*Your goal*.
Return each of the entries below word for word, omitting the pictures from your reply.

Begin Provided records

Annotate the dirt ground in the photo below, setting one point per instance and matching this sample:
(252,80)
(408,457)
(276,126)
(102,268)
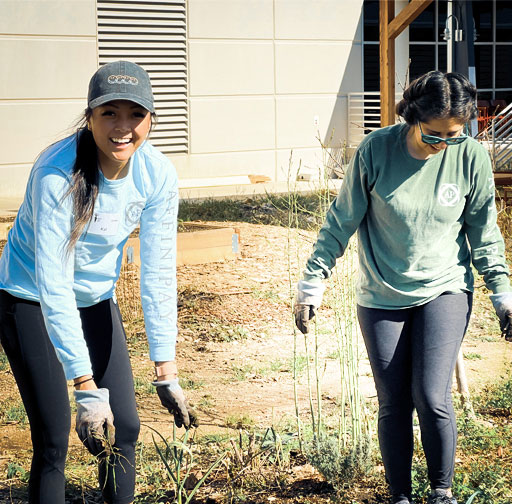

End Provided records

*Solution to this problem*.
Annotate the dirt ground in the photo below, setting one point per instance and matching this sample:
(252,80)
(408,457)
(276,126)
(102,268)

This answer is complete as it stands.